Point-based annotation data
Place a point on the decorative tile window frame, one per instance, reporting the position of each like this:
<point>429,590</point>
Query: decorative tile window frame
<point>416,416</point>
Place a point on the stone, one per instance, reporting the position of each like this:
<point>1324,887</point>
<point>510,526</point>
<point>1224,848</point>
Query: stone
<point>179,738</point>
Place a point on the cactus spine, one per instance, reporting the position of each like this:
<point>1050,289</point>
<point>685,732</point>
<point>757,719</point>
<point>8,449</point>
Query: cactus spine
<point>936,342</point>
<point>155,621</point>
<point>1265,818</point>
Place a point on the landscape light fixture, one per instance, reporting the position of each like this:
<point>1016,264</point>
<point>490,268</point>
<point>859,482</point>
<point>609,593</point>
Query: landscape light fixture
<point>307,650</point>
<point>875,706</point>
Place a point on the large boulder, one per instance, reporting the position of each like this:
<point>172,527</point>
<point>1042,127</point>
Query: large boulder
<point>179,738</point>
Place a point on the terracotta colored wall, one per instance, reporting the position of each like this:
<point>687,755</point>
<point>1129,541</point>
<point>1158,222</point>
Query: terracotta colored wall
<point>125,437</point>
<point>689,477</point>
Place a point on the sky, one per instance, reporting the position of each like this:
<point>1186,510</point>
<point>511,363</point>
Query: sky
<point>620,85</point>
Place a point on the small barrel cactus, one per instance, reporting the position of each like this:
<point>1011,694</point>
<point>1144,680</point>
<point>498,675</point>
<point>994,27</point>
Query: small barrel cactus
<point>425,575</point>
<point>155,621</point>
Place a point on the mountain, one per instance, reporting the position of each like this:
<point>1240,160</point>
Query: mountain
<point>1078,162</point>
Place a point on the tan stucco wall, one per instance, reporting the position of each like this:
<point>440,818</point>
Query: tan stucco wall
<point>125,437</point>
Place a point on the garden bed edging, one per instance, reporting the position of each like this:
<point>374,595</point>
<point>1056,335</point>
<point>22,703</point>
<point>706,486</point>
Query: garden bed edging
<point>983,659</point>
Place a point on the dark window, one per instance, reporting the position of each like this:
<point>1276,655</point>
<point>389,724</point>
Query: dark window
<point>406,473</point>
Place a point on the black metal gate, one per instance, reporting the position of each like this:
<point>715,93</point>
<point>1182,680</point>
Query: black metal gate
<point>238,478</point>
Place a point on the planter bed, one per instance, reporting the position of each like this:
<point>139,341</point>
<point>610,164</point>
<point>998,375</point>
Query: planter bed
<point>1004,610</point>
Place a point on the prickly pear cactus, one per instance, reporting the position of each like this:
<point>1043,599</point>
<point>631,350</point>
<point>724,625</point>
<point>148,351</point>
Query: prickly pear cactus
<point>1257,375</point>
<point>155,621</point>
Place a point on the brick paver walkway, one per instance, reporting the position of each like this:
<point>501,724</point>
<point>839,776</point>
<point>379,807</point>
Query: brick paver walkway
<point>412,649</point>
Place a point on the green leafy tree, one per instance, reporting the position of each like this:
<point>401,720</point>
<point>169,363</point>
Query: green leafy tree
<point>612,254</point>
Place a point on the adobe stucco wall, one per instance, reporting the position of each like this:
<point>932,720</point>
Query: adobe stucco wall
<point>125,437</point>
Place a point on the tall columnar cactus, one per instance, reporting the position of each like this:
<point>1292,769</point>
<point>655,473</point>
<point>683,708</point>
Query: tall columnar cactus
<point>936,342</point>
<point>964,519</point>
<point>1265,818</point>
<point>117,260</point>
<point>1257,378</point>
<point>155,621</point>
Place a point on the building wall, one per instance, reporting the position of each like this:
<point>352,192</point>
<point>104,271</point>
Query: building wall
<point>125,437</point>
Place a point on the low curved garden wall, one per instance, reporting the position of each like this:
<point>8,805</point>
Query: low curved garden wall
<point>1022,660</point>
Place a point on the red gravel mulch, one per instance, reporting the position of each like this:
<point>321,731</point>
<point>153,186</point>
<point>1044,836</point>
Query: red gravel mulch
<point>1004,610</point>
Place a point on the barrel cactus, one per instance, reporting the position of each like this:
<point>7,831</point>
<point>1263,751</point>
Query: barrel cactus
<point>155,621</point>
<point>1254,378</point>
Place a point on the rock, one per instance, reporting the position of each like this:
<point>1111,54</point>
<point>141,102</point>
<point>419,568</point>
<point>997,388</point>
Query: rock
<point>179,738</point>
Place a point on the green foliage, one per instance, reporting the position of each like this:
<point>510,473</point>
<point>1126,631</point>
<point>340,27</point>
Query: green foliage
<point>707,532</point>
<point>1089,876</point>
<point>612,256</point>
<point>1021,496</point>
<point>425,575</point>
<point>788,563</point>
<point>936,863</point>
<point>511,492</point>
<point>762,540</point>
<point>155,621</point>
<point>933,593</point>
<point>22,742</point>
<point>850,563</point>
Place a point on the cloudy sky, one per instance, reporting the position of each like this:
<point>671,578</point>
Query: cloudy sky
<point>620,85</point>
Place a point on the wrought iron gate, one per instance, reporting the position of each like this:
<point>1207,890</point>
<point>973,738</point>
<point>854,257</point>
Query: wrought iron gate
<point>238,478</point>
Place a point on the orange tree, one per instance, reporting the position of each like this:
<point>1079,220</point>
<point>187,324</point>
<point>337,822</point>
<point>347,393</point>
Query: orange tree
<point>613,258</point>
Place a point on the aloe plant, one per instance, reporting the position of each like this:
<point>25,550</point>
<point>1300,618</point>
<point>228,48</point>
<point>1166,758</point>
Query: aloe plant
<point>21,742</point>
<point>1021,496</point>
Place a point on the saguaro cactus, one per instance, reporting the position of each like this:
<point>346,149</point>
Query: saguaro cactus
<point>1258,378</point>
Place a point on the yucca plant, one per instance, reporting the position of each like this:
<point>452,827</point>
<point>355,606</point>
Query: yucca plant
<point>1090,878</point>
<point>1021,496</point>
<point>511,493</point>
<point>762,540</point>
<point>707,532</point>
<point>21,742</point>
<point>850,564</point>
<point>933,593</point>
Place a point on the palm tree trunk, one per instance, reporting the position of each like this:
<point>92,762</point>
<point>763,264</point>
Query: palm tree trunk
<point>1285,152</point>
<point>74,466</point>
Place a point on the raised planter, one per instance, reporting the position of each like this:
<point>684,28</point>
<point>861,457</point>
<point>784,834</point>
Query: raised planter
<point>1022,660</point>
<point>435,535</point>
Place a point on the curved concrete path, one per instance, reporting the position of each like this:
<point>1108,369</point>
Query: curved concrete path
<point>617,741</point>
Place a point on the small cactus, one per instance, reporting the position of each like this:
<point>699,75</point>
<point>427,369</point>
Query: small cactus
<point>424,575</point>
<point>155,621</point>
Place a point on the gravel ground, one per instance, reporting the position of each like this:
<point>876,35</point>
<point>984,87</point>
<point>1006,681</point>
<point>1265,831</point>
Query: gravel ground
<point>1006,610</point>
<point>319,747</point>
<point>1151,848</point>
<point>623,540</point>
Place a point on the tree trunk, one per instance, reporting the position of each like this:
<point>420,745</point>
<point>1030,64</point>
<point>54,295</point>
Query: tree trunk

EXERCISE DETAILS:
Update the listing by replacing every occurrence of "one per instance" with "one for each instance", and leave all other text unchanged.

FULL ANSWER:
Place a point on the decorative tile window frame, one for each instance, reporting the position of each like this:
<point>429,590</point>
Query: decorative tile window frame
<point>416,416</point>
Place a point on the stone, one for each instance, reporting the position of each like this:
<point>1324,887</point>
<point>510,526</point>
<point>1224,848</point>
Query: stone
<point>179,738</point>
Place a point on the cactus spine, one for each instance, reporting the position of each like this:
<point>1050,289</point>
<point>685,732</point>
<point>757,719</point>
<point>8,449</point>
Query: cactus spine
<point>936,342</point>
<point>155,621</point>
<point>1265,818</point>
Place a point on the landscape light fixture, one for each instance, reporting the position of each like this:
<point>1016,264</point>
<point>490,268</point>
<point>859,482</point>
<point>609,593</point>
Query: landscape light fixture
<point>307,650</point>
<point>875,706</point>
Place a point on the large boulder, one for each instance, reporting the position of each like this:
<point>172,527</point>
<point>1042,127</point>
Query: large boulder
<point>179,738</point>
Place a point on the terracotta colored wall, one for each instance, reporting the position of each like this:
<point>687,755</point>
<point>1129,541</point>
<point>1158,222</point>
Query: terracotta colored wall
<point>125,437</point>
<point>689,477</point>
Place a point on the sky, one for each instance, reporting the position of each like this:
<point>1186,510</point>
<point>511,363</point>
Query: sky
<point>620,85</point>
Place a point on the small barrel cactus, one for each instance, reporting the position of each like this:
<point>1011,694</point>
<point>1144,680</point>
<point>498,675</point>
<point>994,27</point>
Query: small barrel cactus
<point>425,575</point>
<point>155,621</point>
Place a point on the mountain, one for each instance, reporting the position of each like this:
<point>1240,160</point>
Query: mountain
<point>1078,162</point>
Place a point on the tan stucco wall, one for each instance, reporting the position of each like this:
<point>440,818</point>
Query: tan stucco wall
<point>125,437</point>
Place a point on the garden bed edging, one for each instance, reporting the position of each like this:
<point>374,595</point>
<point>1056,335</point>
<point>22,703</point>
<point>706,486</point>
Query: garden bed edging
<point>983,659</point>
Place a point on the dark window, one for each instance, reporting the position of each like this:
<point>1276,655</point>
<point>389,724</point>
Query: dark window
<point>406,473</point>
Place a point on the black metal gate, one for each instance, reporting the position of each like this:
<point>715,93</point>
<point>1182,680</point>
Query: black metal gate
<point>238,478</point>
Place a point on the planter bed, one for each instance, reporting the position of each like this:
<point>139,341</point>
<point>610,164</point>
<point>998,375</point>
Query: planter bed
<point>1004,610</point>
Place a point on the prickly pear cactus, one for each instance, reporting the position of each like this:
<point>1043,599</point>
<point>631,350</point>
<point>724,625</point>
<point>148,351</point>
Query: prickly pear cactus
<point>1257,375</point>
<point>155,621</point>
Place a point on the brick paver walkway, one for each instance, reporting the position of each like this:
<point>501,724</point>
<point>839,776</point>
<point>379,807</point>
Query: brick paver walkway
<point>412,649</point>
Place a point on the green leafy tree, one for each instance, reporting the position of each like this:
<point>401,720</point>
<point>169,363</point>
Query: green leafy tree
<point>612,254</point>
Place a point on the adobe stucco wall, one for each instance, reporting the position of each like this:
<point>932,720</point>
Query: adobe stucco wall
<point>125,437</point>
Place a point on the tall columnar cactus, one for each instance, reporting the position of each like this:
<point>1292,769</point>
<point>655,473</point>
<point>683,708</point>
Query: tall columnar cactus
<point>936,342</point>
<point>964,519</point>
<point>1265,818</point>
<point>117,260</point>
<point>1257,378</point>
<point>155,621</point>
Place a point on the building wall, one for each instance, reporting the position of each like this:
<point>352,192</point>
<point>104,271</point>
Query: building wall
<point>125,437</point>
Place a point on the low curved garden wall, one for each instance, reporting the position of each like this:
<point>8,805</point>
Query: low curved garden wall
<point>1022,660</point>
Place a point on the red gravel mulch, one for each instance, reporting the position of each like this:
<point>321,731</point>
<point>153,186</point>
<point>1044,836</point>
Query: red gravel mulch
<point>1004,610</point>
Place a point on the barrel cactus, one for each instance, reporting the position of each like this:
<point>7,831</point>
<point>1263,751</point>
Query: barrel cactus
<point>155,621</point>
<point>1254,378</point>
Place a point on the rock, one for each instance, reporting the position of each like this:
<point>1111,54</point>
<point>141,102</point>
<point>419,568</point>
<point>997,388</point>
Query: rock
<point>179,738</point>
Place a point on the green foliage, one for each instance, reporting the position of each like this:
<point>510,473</point>
<point>1126,631</point>
<point>340,27</point>
Query: green foliage
<point>707,532</point>
<point>1089,876</point>
<point>612,256</point>
<point>1021,496</point>
<point>425,575</point>
<point>788,563</point>
<point>936,863</point>
<point>511,492</point>
<point>762,540</point>
<point>155,621</point>
<point>933,593</point>
<point>22,742</point>
<point>850,563</point>
Place a point on the cloudy sky, one for each instance, reporting the position of each like this:
<point>671,578</point>
Query: cloudy sky
<point>620,85</point>
Place a point on the wrought iron gate, one for each instance, reporting the position of each like this:
<point>1207,890</point>
<point>973,738</point>
<point>854,257</point>
Query: wrought iron gate
<point>238,478</point>
Place a point on the orange tree, one for each instance, reporting the position of each like this:
<point>1079,220</point>
<point>187,324</point>
<point>337,822</point>
<point>347,393</point>
Query: orange tree
<point>613,258</point>
Place a point on the aloe plant, one for each instance, reporting the position of each like this:
<point>25,550</point>
<point>1300,618</point>
<point>228,48</point>
<point>1166,758</point>
Query: aloe plant
<point>21,742</point>
<point>1021,496</point>
Place a point on the saguaro cactus, one for each instance, reporting the position of each like this:
<point>346,149</point>
Query: saguaro cactus
<point>1258,378</point>
Place a point on the yucca plant, one for each instance, reporting the position of each like this:
<point>452,827</point>
<point>355,606</point>
Query: yucca plant
<point>1090,878</point>
<point>1021,496</point>
<point>511,493</point>
<point>762,540</point>
<point>707,532</point>
<point>21,742</point>
<point>850,564</point>
<point>933,593</point>
Place a point on the palm tree trunk, one for each instance, reporting the position of each like this:
<point>92,762</point>
<point>763,264</point>
Query: palm tree trunk
<point>1285,152</point>
<point>74,466</point>
Place a point on the raised planter, one for each instance, reporting the position of each like this:
<point>684,28</point>
<point>861,457</point>
<point>784,834</point>
Query: raised planter
<point>1022,660</point>
<point>435,535</point>
Place a point on the curved concrete path, one for each instance, reporting the position of each like this:
<point>1108,369</point>
Query: curved concrete path
<point>617,741</point>
Place a point on the small cactus, one for each instance, reporting the position of each like this:
<point>699,75</point>
<point>427,369</point>
Query: small cactus
<point>424,575</point>
<point>155,621</point>
Place a point on the gravel ground, one for each instance, reporting the position of each like this:
<point>876,35</point>
<point>984,87</point>
<point>1006,681</point>
<point>1265,831</point>
Query: gravel ground
<point>1006,610</point>
<point>319,747</point>
<point>1151,848</point>
<point>623,540</point>
Place a point on the tree trunk, one for each instance, reporting the position of each like this:
<point>420,745</point>
<point>1030,64</point>
<point>54,295</point>
Query: tree trunk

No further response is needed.